▶ _Exercise details_
Find the line with "box: [356, 7, 459, 58]" in the records below. Copy it and every line after it, up to and including the line with "box: [214, 49, 324, 147]".

▶ _Records supplied_
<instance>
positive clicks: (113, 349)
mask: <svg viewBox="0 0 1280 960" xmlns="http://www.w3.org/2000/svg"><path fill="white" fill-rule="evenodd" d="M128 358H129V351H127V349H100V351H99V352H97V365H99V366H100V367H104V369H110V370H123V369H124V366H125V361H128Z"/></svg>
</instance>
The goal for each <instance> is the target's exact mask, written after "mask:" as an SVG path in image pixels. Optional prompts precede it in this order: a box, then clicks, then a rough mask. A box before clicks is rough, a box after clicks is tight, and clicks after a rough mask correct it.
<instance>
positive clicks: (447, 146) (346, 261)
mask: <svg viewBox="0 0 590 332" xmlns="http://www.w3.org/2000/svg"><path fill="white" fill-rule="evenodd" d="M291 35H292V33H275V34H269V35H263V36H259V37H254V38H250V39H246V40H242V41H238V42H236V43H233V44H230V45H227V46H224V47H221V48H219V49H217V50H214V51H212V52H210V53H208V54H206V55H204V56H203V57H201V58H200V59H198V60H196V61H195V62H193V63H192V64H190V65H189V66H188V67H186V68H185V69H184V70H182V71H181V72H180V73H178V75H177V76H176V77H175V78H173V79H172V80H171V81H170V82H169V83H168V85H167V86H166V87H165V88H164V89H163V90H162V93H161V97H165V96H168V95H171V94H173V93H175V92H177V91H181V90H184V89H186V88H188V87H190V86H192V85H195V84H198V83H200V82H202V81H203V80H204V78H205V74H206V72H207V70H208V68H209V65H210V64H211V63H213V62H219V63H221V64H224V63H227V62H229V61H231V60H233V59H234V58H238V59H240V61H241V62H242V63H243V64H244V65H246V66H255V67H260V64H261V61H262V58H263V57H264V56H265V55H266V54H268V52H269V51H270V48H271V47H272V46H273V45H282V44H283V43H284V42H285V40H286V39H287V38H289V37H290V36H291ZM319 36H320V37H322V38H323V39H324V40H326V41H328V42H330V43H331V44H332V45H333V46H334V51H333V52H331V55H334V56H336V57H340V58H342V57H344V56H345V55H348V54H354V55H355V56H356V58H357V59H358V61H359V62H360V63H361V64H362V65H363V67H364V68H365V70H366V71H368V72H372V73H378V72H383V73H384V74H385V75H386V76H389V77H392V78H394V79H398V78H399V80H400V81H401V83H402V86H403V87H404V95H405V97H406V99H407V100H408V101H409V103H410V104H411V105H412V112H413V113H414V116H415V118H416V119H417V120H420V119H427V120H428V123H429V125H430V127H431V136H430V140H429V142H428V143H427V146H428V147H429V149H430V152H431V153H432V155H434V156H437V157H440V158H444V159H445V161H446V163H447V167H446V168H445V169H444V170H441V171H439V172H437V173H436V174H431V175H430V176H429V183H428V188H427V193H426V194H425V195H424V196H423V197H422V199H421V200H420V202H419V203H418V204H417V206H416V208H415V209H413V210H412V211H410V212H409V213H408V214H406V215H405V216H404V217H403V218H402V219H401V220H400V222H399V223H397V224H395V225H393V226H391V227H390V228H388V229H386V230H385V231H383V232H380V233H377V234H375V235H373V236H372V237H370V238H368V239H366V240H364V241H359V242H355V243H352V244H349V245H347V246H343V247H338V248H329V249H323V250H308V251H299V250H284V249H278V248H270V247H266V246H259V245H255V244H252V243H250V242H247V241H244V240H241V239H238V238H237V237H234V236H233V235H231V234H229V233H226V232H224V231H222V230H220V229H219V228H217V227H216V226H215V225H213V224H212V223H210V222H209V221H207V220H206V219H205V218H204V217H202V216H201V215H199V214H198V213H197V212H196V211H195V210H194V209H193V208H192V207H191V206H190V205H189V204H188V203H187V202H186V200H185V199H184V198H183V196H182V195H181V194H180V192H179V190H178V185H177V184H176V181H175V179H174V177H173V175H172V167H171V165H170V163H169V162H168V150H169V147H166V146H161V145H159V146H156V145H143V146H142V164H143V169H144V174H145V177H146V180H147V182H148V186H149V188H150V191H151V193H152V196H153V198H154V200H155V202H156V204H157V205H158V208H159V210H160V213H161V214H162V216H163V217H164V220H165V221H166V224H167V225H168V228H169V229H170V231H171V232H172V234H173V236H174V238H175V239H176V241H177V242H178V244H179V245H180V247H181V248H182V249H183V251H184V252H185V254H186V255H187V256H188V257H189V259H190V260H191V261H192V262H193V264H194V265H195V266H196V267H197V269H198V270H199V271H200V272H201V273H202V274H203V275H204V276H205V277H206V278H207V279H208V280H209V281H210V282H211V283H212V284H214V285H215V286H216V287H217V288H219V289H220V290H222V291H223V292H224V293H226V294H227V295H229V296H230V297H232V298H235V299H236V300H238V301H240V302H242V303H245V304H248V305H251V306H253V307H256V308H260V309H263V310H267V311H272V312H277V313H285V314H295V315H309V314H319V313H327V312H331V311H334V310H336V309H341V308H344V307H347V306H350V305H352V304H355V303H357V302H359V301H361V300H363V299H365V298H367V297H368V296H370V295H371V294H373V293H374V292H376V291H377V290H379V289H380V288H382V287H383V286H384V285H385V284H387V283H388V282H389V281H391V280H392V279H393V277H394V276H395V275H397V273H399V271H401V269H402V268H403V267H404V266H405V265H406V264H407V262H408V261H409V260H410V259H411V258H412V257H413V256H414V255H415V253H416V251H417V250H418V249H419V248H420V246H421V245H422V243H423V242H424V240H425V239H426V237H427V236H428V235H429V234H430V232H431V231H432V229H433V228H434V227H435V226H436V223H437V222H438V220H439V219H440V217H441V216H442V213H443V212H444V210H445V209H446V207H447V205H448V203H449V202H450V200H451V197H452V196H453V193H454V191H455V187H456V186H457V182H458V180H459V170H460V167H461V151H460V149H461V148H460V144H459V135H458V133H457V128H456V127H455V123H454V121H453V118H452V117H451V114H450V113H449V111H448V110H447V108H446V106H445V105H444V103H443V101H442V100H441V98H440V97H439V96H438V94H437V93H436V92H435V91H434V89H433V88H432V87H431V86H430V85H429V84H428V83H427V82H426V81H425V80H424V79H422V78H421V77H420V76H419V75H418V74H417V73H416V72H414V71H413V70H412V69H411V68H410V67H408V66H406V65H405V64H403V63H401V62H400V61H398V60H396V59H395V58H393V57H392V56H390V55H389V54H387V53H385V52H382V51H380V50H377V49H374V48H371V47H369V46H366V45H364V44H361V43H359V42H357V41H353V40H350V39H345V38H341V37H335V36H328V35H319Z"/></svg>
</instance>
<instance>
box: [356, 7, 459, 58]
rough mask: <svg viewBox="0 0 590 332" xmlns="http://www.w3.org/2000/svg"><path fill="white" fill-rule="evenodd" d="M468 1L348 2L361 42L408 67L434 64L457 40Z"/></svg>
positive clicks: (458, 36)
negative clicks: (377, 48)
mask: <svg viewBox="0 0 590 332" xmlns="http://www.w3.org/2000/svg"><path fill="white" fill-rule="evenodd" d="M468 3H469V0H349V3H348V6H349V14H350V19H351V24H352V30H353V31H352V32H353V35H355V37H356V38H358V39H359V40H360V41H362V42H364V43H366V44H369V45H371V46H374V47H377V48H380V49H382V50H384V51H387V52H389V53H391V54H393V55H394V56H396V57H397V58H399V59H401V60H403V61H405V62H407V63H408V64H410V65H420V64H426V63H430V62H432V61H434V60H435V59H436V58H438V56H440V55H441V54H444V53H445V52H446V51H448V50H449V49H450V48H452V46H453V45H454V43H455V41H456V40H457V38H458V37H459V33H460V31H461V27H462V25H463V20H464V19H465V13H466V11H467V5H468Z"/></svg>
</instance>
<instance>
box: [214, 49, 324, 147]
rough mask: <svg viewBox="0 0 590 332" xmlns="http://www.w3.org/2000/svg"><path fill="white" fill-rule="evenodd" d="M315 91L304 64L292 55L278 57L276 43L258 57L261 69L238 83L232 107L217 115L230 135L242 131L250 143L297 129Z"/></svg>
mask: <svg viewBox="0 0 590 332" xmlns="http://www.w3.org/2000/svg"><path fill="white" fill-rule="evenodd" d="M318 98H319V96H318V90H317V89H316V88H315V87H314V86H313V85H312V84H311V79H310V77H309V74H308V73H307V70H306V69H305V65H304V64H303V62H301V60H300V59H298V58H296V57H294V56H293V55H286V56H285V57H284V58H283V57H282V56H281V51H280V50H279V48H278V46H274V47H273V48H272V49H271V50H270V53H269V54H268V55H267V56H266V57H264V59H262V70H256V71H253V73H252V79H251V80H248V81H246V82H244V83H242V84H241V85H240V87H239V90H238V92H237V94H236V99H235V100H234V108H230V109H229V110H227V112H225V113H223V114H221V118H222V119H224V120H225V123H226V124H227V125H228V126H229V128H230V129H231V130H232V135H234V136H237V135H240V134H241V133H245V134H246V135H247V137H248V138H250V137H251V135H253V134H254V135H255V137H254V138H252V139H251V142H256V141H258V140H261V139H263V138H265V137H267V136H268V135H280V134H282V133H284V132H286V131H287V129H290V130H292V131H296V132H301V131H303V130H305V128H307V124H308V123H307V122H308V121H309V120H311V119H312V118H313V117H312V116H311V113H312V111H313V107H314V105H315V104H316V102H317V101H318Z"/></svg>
...
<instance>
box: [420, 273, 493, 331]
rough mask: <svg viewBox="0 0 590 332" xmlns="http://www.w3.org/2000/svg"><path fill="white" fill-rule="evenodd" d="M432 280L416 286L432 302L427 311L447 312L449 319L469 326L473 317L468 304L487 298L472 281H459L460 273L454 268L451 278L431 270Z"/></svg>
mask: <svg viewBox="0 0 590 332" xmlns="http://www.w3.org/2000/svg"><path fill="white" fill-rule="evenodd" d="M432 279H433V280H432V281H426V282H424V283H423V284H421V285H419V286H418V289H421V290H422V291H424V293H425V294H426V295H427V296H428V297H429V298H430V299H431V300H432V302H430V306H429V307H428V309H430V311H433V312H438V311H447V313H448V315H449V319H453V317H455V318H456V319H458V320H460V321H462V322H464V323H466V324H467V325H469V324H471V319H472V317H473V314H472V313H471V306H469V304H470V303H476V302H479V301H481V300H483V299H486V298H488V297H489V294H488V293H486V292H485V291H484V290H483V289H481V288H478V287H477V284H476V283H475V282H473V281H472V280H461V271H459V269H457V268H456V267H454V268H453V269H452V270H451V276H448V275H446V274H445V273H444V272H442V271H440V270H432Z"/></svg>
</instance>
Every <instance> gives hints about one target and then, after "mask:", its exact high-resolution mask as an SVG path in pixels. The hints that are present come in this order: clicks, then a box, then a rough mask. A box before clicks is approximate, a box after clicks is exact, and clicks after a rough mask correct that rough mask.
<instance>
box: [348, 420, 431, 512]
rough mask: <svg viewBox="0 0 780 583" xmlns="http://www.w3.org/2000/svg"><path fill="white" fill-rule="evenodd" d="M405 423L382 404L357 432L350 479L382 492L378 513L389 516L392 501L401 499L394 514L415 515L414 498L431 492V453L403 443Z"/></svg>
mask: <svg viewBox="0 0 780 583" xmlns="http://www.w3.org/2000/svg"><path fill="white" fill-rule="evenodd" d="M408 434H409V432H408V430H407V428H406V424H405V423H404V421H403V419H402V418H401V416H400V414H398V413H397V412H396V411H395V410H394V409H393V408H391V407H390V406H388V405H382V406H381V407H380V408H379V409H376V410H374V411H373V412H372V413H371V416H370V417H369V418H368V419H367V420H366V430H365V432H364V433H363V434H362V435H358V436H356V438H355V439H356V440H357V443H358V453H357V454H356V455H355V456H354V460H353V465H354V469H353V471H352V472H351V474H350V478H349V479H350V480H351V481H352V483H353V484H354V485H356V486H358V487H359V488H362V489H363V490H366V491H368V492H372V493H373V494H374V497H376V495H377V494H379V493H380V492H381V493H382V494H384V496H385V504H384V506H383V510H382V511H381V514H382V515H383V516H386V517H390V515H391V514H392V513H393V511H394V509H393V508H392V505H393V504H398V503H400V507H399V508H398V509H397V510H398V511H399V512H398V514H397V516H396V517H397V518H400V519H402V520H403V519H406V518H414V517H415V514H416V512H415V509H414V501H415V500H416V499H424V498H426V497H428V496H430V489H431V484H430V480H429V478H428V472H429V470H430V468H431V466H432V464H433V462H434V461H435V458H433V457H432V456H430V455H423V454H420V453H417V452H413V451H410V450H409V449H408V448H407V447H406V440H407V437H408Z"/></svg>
* * *
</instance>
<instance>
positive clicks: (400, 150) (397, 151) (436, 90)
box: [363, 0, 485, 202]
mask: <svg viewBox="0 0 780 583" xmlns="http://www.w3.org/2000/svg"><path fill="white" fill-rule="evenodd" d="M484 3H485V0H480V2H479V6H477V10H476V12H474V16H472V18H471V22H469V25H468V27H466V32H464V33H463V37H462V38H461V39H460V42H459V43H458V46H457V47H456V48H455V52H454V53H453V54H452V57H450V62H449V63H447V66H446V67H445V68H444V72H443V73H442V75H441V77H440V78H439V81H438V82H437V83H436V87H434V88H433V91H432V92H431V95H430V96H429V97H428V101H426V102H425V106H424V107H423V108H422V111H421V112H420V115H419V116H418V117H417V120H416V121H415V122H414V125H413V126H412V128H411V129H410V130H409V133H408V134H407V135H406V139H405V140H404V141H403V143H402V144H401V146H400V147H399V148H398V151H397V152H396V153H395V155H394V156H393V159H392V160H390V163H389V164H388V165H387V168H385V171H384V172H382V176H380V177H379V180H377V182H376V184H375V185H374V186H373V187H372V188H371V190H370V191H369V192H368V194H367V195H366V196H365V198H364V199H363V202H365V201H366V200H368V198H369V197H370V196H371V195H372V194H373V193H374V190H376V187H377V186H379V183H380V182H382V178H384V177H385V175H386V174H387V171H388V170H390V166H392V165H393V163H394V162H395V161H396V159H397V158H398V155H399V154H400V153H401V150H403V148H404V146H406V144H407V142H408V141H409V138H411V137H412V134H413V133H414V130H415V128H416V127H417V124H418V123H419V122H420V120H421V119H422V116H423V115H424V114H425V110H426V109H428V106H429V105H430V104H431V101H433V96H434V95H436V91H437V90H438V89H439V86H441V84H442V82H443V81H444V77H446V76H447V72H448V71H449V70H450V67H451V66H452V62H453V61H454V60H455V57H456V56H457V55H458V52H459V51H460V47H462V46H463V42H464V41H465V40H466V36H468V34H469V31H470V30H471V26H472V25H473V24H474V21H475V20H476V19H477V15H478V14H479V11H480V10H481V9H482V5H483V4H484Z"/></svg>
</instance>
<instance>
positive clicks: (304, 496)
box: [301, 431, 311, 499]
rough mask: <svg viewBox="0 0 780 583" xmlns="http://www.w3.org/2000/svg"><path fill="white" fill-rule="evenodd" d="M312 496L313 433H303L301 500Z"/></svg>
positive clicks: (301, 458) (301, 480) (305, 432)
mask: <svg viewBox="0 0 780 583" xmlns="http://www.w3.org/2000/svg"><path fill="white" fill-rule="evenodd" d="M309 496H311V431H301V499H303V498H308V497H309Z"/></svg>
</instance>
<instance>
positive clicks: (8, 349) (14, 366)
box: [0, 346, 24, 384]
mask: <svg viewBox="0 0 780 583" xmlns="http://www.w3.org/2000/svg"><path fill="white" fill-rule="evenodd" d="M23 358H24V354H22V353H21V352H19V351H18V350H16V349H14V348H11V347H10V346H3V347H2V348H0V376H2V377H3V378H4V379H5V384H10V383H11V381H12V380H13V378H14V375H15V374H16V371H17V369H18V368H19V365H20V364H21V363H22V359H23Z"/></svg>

▶ _Expected answer_
box: [356, 7, 459, 58]
rough mask: <svg viewBox="0 0 590 332" xmlns="http://www.w3.org/2000/svg"><path fill="white" fill-rule="evenodd" d="M468 1L348 2L361 42L408 67L434 64L457 40Z"/></svg>
positive clicks: (458, 36)
negative clicks: (377, 48)
mask: <svg viewBox="0 0 590 332" xmlns="http://www.w3.org/2000/svg"><path fill="white" fill-rule="evenodd" d="M468 3H469V0H349V3H348V6H349V14H350V19H351V24H352V30H353V31H352V32H353V35H355V37H356V38H358V39H359V40H360V41H362V42H364V43H366V44H369V45H371V46H374V47H377V48H380V49H382V50H384V51H387V52H389V53H391V54H393V55H394V56H396V57H397V58H399V59H401V60H403V61H405V62H407V63H408V64H410V65H420V64H426V63H430V62H432V61H434V60H435V59H436V58H438V56H440V55H441V54H444V53H445V52H446V51H448V50H449V49H450V48H452V46H453V45H454V43H455V41H456V40H457V38H458V37H459V33H460V31H461V27H462V25H463V20H464V19H465V13H466V11H467V5H468Z"/></svg>
</instance>
<instance>
box: [214, 49, 324, 147]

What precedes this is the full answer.